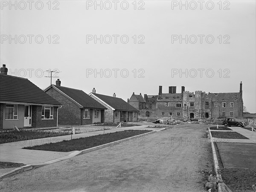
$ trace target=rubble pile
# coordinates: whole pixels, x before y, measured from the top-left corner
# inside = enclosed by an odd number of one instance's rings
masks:
[[[256,127],[256,121],[254,119],[248,119],[247,121],[248,122],[248,126]]]

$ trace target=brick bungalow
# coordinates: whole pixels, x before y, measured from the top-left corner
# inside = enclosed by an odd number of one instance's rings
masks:
[[[113,96],[98,94],[93,88],[89,95],[108,108],[105,113],[105,122],[137,121],[139,110],[122,99],[116,97],[115,93]]]
[[[104,122],[107,108],[82,90],[61,86],[58,79],[56,85],[44,91],[62,105],[58,110],[60,124],[84,125]]]
[[[61,104],[27,79],[0,73],[0,129],[56,127]]]

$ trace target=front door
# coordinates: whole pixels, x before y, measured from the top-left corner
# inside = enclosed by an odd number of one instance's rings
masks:
[[[24,110],[24,127],[31,127],[32,106],[25,105]]]

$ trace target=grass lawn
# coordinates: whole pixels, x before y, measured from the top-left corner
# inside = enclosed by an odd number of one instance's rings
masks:
[[[249,139],[247,137],[237,132],[221,132],[212,131],[212,137],[222,138],[236,138],[240,139]]]
[[[252,186],[256,184],[256,169],[223,169],[222,179],[233,192],[254,192]]]
[[[126,130],[123,131],[91,136],[71,140],[64,140],[57,143],[50,143],[42,145],[27,147],[23,149],[45,151],[69,152],[81,151],[94,147],[119,140],[133,136],[152,131],[148,130]]]
[[[6,169],[12,167],[20,167],[26,165],[25,164],[18,163],[12,163],[12,162],[0,161],[0,168]]]
[[[218,129],[217,128],[217,127],[210,127],[210,130],[232,130],[232,129],[230,129],[227,127],[219,127]]]
[[[96,124],[97,126],[111,126],[111,127],[116,127],[119,124],[119,123],[105,123],[104,124]],[[141,124],[128,124],[127,123],[121,123],[121,127],[133,127],[133,126],[139,126],[141,125]],[[94,126],[94,125],[93,125]]]
[[[22,130],[0,132],[0,144],[20,141],[58,137],[70,134],[69,132],[53,132],[42,130]]]

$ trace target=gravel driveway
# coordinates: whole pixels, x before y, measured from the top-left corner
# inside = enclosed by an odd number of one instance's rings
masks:
[[[5,178],[3,191],[205,192],[209,126],[180,125]]]

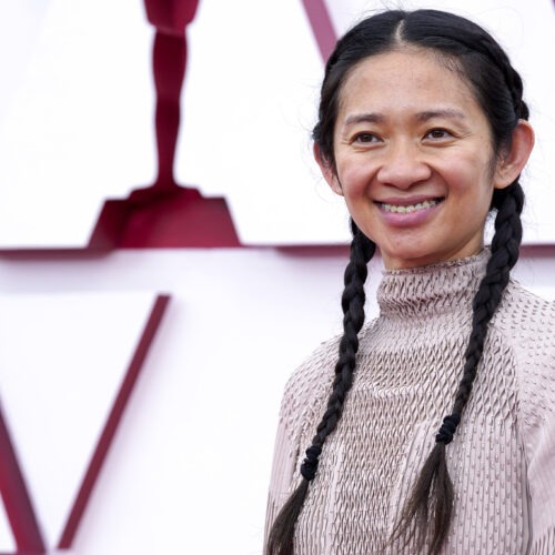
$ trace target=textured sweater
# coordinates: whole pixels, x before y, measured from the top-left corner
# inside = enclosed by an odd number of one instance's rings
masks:
[[[450,414],[488,251],[384,272],[343,416],[295,529],[295,555],[418,553],[386,545]],[[300,480],[325,410],[339,339],[292,375],[282,402],[266,534]],[[468,404],[446,447],[454,516],[445,554],[555,554],[555,306],[511,281]]]

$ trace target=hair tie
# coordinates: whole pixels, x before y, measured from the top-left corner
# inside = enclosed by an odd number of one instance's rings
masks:
[[[309,482],[313,481],[314,476],[316,475],[319,463],[317,457],[320,456],[320,453],[322,453],[322,447],[320,445],[311,445],[306,450],[306,458],[301,465],[301,474],[303,478],[307,480]]]
[[[461,415],[453,413],[443,418],[442,427],[435,436],[436,443],[444,443],[448,445],[453,441],[453,434],[456,432],[456,426],[461,422]]]

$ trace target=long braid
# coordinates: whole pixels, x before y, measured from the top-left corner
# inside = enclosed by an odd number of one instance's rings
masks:
[[[364,303],[366,295],[364,283],[367,276],[367,263],[375,253],[375,244],[367,239],[351,221],[353,240],[351,259],[345,269],[343,296],[343,337],[339,347],[335,377],[327,407],[316,428],[312,445],[306,450],[306,457],[301,465],[302,481],[278,514],[268,539],[268,555],[292,555],[295,524],[301,514],[309,484],[317,471],[319,457],[327,436],[335,430],[343,412],[345,396],[353,384],[353,373],[359,351],[359,332],[364,324]]]
[[[523,204],[524,193],[518,180],[506,189],[495,191],[493,200],[494,208],[497,208],[495,234],[492,239],[486,273],[473,301],[472,331],[465,352],[463,377],[455,395],[452,414],[443,421],[435,437],[435,446],[422,467],[393,534],[395,539],[406,533],[406,543],[416,537],[420,548],[430,534],[432,554],[438,553],[445,542],[453,512],[453,483],[447,471],[445,446],[453,440],[453,434],[461,422],[484,351],[487,326],[502,301],[511,270],[518,260]],[[413,522],[416,526],[412,524]]]

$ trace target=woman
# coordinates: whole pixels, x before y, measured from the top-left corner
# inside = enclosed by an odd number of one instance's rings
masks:
[[[509,278],[522,92],[453,14],[387,11],[337,42],[313,138],[352,216],[344,334],[286,386],[268,554],[555,553],[555,307]]]

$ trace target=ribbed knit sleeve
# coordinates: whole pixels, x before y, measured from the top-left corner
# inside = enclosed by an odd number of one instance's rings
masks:
[[[555,554],[555,305],[522,290],[507,304],[519,314],[518,319],[511,319],[511,334],[521,336],[515,351],[521,392],[518,420],[527,464],[531,553]]]
[[[264,546],[272,523],[301,480],[299,461],[310,446],[331,391],[337,344],[339,339],[322,343],[285,385],[270,478]]]
[[[294,555],[422,553],[414,538],[390,538],[457,390],[487,258],[384,273],[380,315],[360,333],[353,385],[296,521]],[[266,534],[299,484],[337,342],[286,385]],[[442,555],[555,555],[555,304],[514,281],[490,323],[446,462],[454,506]]]

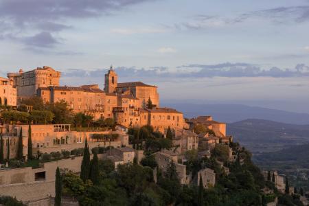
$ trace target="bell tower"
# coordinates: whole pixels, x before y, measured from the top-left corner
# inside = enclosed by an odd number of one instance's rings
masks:
[[[111,66],[107,73],[105,74],[104,91],[106,93],[111,93],[116,91],[118,76]]]

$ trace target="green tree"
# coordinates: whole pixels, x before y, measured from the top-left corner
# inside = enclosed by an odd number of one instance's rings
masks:
[[[82,168],[80,170],[80,179],[86,182],[87,179],[89,179],[90,174],[90,152],[89,147],[88,146],[87,139],[85,139],[84,148],[84,155],[82,157]]]
[[[149,97],[148,101],[147,101],[147,108],[152,109],[152,108],[153,108],[152,102],[150,100],[150,97]]]
[[[6,154],[6,159],[8,161],[10,160],[10,137],[8,138],[8,148],[7,148],[7,154]]]
[[[2,137],[2,134],[0,137],[0,163],[3,163],[3,139]]]
[[[99,183],[99,159],[96,152],[94,153],[93,158],[91,160],[90,180],[93,185],[98,185]]]
[[[166,131],[166,138],[172,139],[172,137],[173,137],[173,135],[172,133],[172,130],[170,129],[170,127],[169,126],[168,128],[168,130]]]
[[[28,128],[28,159],[32,159],[32,139],[31,124]]]
[[[198,185],[198,205],[204,205],[204,186],[203,184],[202,174],[200,174],[200,183]]]
[[[34,124],[47,124],[52,122],[54,115],[50,111],[34,110],[30,113],[29,119]]]
[[[179,181],[177,170],[174,161],[171,161],[165,172],[165,177],[172,181]]]
[[[57,167],[56,170],[56,180],[55,180],[55,206],[61,205],[61,193],[62,190],[61,175],[60,173],[59,167]]]
[[[286,177],[286,190],[284,192],[287,194],[290,193],[290,185],[288,185],[288,177]]]
[[[152,169],[157,168],[158,163],[157,163],[156,159],[154,159],[154,155],[146,155],[141,160],[141,164],[146,167],[150,167]]]
[[[271,181],[271,171],[267,172],[267,181]]]
[[[23,128],[21,127],[21,130],[19,132],[19,145],[17,148],[17,159],[19,160],[23,159]]]

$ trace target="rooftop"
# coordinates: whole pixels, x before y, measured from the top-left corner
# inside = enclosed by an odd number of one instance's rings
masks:
[[[152,109],[144,108],[144,111],[148,111],[148,112],[150,112],[150,113],[182,114],[182,113],[176,111],[174,108],[168,108],[168,107],[154,108],[152,108]]]
[[[123,148],[116,148],[115,150],[120,150],[123,152],[134,152],[134,149],[128,147],[123,147]]]
[[[117,84],[117,87],[157,87],[156,86],[148,85],[141,82],[123,82],[123,83],[118,83]]]

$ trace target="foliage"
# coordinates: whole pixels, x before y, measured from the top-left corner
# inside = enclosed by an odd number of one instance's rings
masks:
[[[84,141],[84,155],[82,157],[82,165],[80,170],[80,179],[86,182],[89,179],[90,174],[90,152],[88,146],[87,139]]]
[[[10,160],[10,138],[8,138],[8,147],[6,150],[7,150],[6,159]]]
[[[97,153],[94,153],[93,158],[91,161],[89,176],[93,185],[99,183],[99,159]]]
[[[0,163],[3,163],[4,158],[3,158],[3,139],[2,137],[2,135],[0,137]]]
[[[173,137],[173,134],[172,133],[172,130],[170,129],[170,127],[169,126],[168,128],[168,130],[166,131],[166,138],[172,139]]]
[[[63,158],[69,158],[70,157],[71,152],[68,150],[62,150],[61,154],[62,154]]]
[[[32,159],[32,133],[31,131],[31,125],[29,124],[28,127],[28,159]]]
[[[150,98],[148,98],[148,100],[147,101],[147,108],[148,109],[152,109],[154,107],[154,105],[152,104],[152,102],[150,100]]]
[[[44,153],[42,154],[42,161],[49,161],[52,159],[52,154]]]
[[[54,119],[54,115],[50,111],[38,111],[34,110],[30,113],[29,119],[32,121],[34,124],[51,123]]]
[[[211,155],[218,161],[226,162],[229,159],[229,146],[222,144],[216,144],[211,151]]]
[[[156,159],[154,159],[154,155],[146,155],[141,160],[140,163],[146,167],[150,167],[152,169],[154,169],[158,165]]]
[[[83,113],[78,113],[73,118],[74,124],[76,127],[89,127],[93,122],[93,116],[86,115]]]
[[[61,205],[62,181],[59,167],[56,170],[55,180],[55,206]]]

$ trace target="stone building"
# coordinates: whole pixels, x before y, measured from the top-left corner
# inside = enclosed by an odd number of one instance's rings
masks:
[[[178,163],[177,154],[170,150],[163,150],[161,152],[154,153],[154,159],[158,163],[159,169],[165,172],[170,163],[173,161],[176,165],[176,170],[181,183],[183,185],[187,185],[190,183],[191,176],[187,175],[186,165]]]
[[[80,87],[47,87],[37,89],[37,95],[45,103],[55,103],[64,100],[74,113],[84,113],[94,118],[104,117],[106,98],[99,85]]]
[[[8,76],[17,89],[19,98],[34,94],[44,102],[67,102],[74,113],[82,112],[99,118],[113,118],[124,127],[150,125],[165,133],[170,126],[182,129],[183,115],[170,108],[159,108],[156,86],[141,82],[118,83],[118,76],[111,67],[105,74],[104,89],[98,84],[80,87],[59,86],[60,73],[49,67]],[[148,100],[152,108],[146,108]]]
[[[0,105],[16,106],[16,90],[14,82],[0,77]]]
[[[216,137],[224,137],[227,135],[226,124],[214,121],[211,116],[199,116],[188,121],[191,128],[194,124],[202,124],[205,128],[212,130]]]
[[[179,154],[187,150],[198,149],[198,137],[190,130],[175,129],[175,136],[172,141],[173,145],[176,147],[176,152]]]
[[[205,189],[214,187],[216,184],[216,173],[213,170],[205,168],[201,170],[197,174],[197,185],[200,184],[200,178],[202,176],[203,186]]]
[[[23,153],[26,158],[27,154],[28,125],[3,125],[1,129],[3,139],[10,141],[10,158],[15,158],[17,154],[18,139],[22,130]],[[71,130],[69,124],[44,124],[31,126],[33,154],[38,152],[50,153],[71,151],[73,149],[84,147],[85,139],[87,139],[89,148],[94,147],[111,146],[121,147],[128,146],[128,135],[124,132],[118,131],[85,131],[79,132]],[[111,142],[109,139],[97,139],[94,135],[114,135],[116,138]],[[5,141],[7,142],[7,141]],[[7,152],[7,144],[5,144],[4,152]],[[4,153],[3,152],[3,153]],[[5,155],[7,153],[5,153]],[[6,157],[6,156],[5,156]]]
[[[13,82],[13,87],[17,89],[19,98],[36,95],[40,87],[59,86],[61,73],[52,67],[44,66],[24,72],[20,69],[19,73],[8,73],[8,78]]]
*****
*Task brief:*
Swap "brick bungalow" for "stone cottage" in the records from their start through the line containing "[[[24,110],[24,127],[31,127],[32,106],[25,105]]]", changing nothing else, and leave the pictures out.

*Answer to this problem:*
$ trace target=rubble pile
# coordinates: whole pixels, x before y, measured from the top-left corner
# inside = enclosed by an odd number of one instance's rings
masks:
[[[256,127],[256,121],[254,119],[248,119],[247,121],[248,122],[248,126]]]

$ trace target=stone cottage
# coordinates: whole pixels, x before y, measured from the top-left corner
# inside = enclosed by an odd number of one instance's rings
masks:
[[[113,96],[98,94],[93,88],[89,95],[108,108],[105,113],[105,122],[137,121],[139,110],[122,99],[116,97],[115,93]]]
[[[104,122],[107,108],[82,90],[61,86],[58,79],[56,85],[44,91],[62,105],[58,110],[60,124],[84,125]]]
[[[61,104],[27,79],[0,73],[0,129],[56,127]]]

$ trace target=front door
# coordinates: whole pixels, x before y, measured from the top-left corner
# inside = enclosed by an odd number of one instance's rings
masks:
[[[24,110],[24,127],[31,127],[32,106],[25,105]]]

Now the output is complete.